Schreib den Textauszug unten über Matthias Steiners Comeback vollständig und Wort für Wort ab.

> _Textauszug_:
----------

Der Olympiasieger feierte 20 Monate nach der Sensation von Peking eine gelungene Rückkehr auf die Heberbühne.

Minsk. 251 Kilogramm. Das Gewicht eines Klaviers hatte Matthias Steiner auf die Hanteln legen lassen. Und tatsächlich wuchtete der Gewichtheber aus Chemnitz beim Stoßen diese Last beinahe in die Höhe. "Ich habe sie umgesetzt", sagte Steiner, "aber dann hat die Kraft gefehlt." So beendete der Olympiasieger von Peking 2008 sein unter dem Strich durchaus gelungenes Comeback bei den Europameisterschaften in Minsk mit der Bronzemedaille. "Es klappt halt nicht immer. Schade", winkte Steiner dennoch fröhlich von der Bühne.

----------

Zeigedaten zu Referenzausdrücken:

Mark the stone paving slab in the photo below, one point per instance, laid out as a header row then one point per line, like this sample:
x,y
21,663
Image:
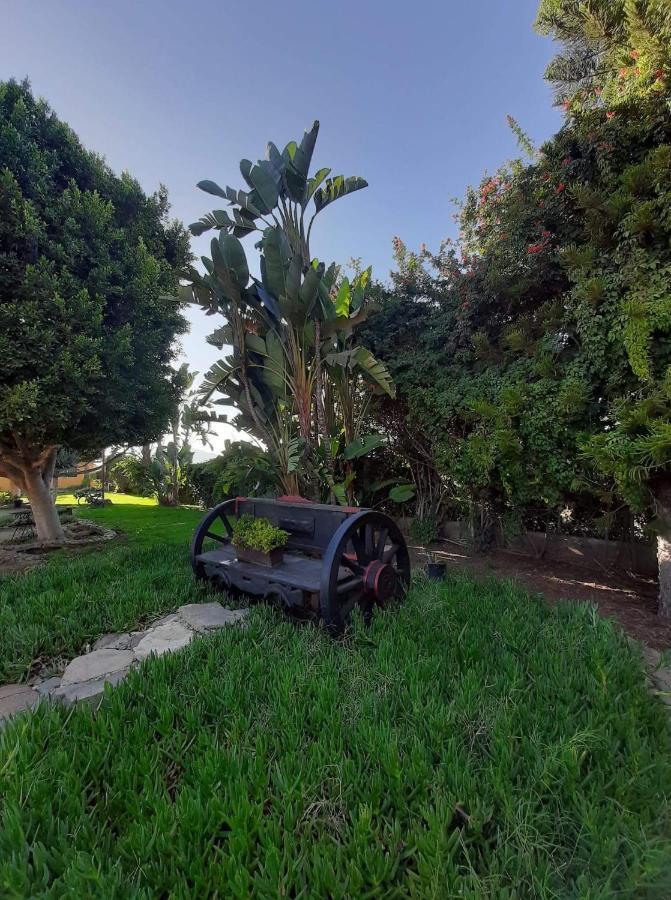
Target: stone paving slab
x,y
86,690
126,640
114,655
207,616
14,698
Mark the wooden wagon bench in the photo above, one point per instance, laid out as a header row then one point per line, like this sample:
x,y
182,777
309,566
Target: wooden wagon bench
x,y
336,557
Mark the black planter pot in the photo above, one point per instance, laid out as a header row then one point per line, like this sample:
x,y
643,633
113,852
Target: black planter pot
x,y
436,571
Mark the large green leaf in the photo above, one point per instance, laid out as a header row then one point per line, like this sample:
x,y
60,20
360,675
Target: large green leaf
x,y
261,176
225,278
277,165
363,445
234,258
315,181
362,360
374,370
337,187
276,257
310,288
342,302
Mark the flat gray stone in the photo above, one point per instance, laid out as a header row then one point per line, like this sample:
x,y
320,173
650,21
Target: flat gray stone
x,y
97,664
165,620
46,687
207,616
125,640
15,697
164,639
87,690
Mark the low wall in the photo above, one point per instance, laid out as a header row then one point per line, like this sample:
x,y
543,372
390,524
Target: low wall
x,y
590,553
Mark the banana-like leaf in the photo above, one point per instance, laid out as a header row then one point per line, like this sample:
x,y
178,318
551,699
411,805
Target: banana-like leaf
x,y
225,278
359,286
211,187
277,257
233,255
330,276
363,445
337,187
362,360
274,158
310,288
267,301
328,313
293,282
220,337
245,169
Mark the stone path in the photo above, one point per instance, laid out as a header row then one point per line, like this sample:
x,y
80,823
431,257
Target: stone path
x,y
114,655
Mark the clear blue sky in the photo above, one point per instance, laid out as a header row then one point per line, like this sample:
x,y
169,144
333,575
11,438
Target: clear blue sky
x,y
412,96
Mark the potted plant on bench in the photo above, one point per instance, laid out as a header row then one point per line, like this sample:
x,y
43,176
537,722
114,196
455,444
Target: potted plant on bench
x,y
259,541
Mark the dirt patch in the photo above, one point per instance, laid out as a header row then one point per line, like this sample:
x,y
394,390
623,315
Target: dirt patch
x,y
80,534
632,601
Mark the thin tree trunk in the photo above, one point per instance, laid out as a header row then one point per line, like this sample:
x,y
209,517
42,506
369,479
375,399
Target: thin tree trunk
x,y
319,387
664,565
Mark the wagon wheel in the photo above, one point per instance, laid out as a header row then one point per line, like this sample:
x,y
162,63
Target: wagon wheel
x,y
215,530
371,549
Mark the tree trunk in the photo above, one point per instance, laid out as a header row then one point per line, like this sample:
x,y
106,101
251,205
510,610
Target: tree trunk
x,y
47,523
664,565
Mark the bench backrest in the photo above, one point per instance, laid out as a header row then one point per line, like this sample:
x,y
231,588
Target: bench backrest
x,y
310,525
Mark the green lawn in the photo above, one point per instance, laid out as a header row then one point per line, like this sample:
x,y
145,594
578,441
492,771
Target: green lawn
x,y
54,611
471,743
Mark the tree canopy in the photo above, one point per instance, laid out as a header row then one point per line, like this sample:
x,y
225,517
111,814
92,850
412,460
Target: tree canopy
x,y
88,264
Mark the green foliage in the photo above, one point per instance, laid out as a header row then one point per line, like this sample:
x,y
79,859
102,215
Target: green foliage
x,y
516,350
86,326
452,780
295,373
258,534
242,470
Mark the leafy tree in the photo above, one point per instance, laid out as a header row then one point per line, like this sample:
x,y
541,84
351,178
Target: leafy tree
x,y
290,329
87,266
535,352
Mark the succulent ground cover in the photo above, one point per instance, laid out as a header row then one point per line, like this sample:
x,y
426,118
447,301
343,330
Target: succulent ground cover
x,y
472,741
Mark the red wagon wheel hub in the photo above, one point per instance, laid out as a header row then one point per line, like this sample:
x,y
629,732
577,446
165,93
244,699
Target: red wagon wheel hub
x,y
380,580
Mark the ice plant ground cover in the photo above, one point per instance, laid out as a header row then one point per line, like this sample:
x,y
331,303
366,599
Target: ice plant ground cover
x,y
472,741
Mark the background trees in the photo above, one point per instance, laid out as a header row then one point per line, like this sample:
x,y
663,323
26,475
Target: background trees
x,y
87,267
535,353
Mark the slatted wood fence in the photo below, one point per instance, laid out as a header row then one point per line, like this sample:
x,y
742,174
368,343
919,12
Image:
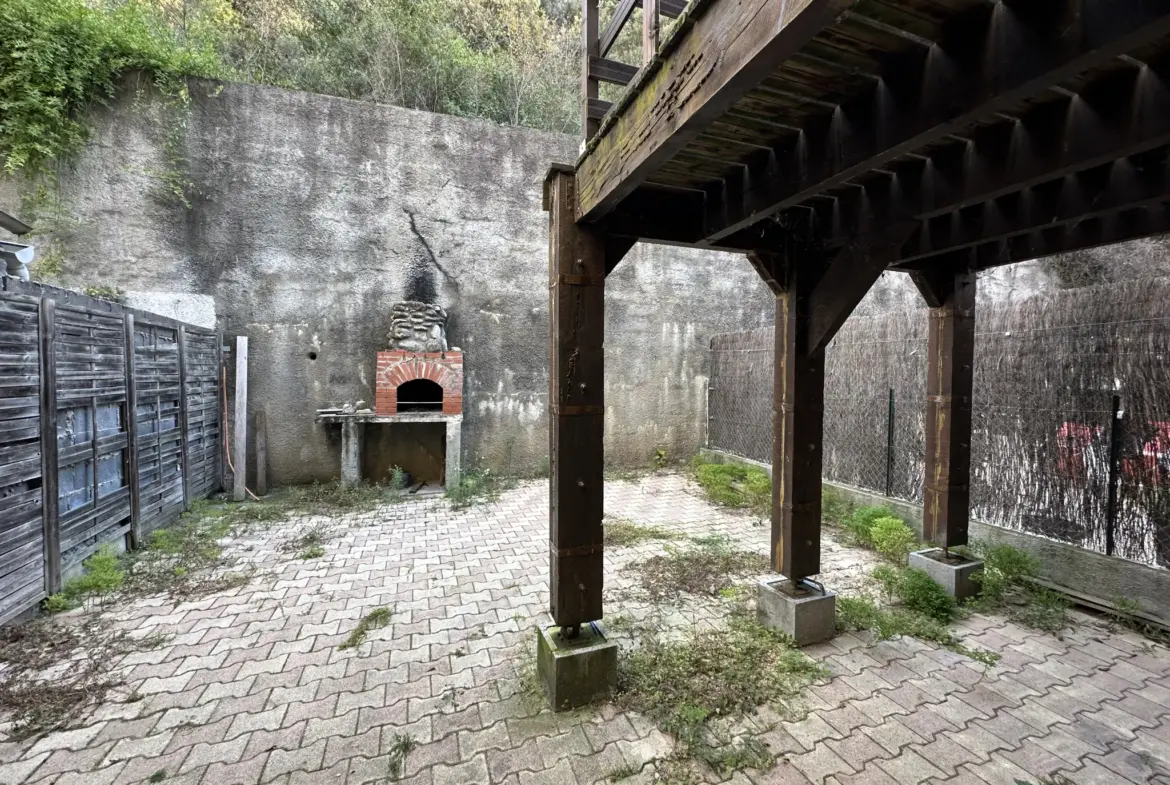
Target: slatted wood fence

----------

> _Antwort_:
Der Olympiasieger feierte 20 Monate nach der Sensation von Peking eine gelungene Rückkehr auf die Heberbühne.

Minsk. 251 Kilogramm. Das Gewicht eines Klaviers hatte Matthias Steiner auf die Hanteln legen lassen. Und tatsächlich wuchtete der Gewichtheber aus Chemnitz beim Stoßen diese Last beinahe in die Höhe. "Ich habe sie umgesetzt", sagte Steiner, "aber dann hat die Kraft gefehlt." So beendete der Olympiasieger von Peking 2008 sein unter dem Strich durchaus gelungenes Comeback bei den Europameisterschaften in Minsk mit der Bronzemedaille. "Es klappt halt nicht immer. Schade", winkte Steiner dennoch fröhlich von der Bühne.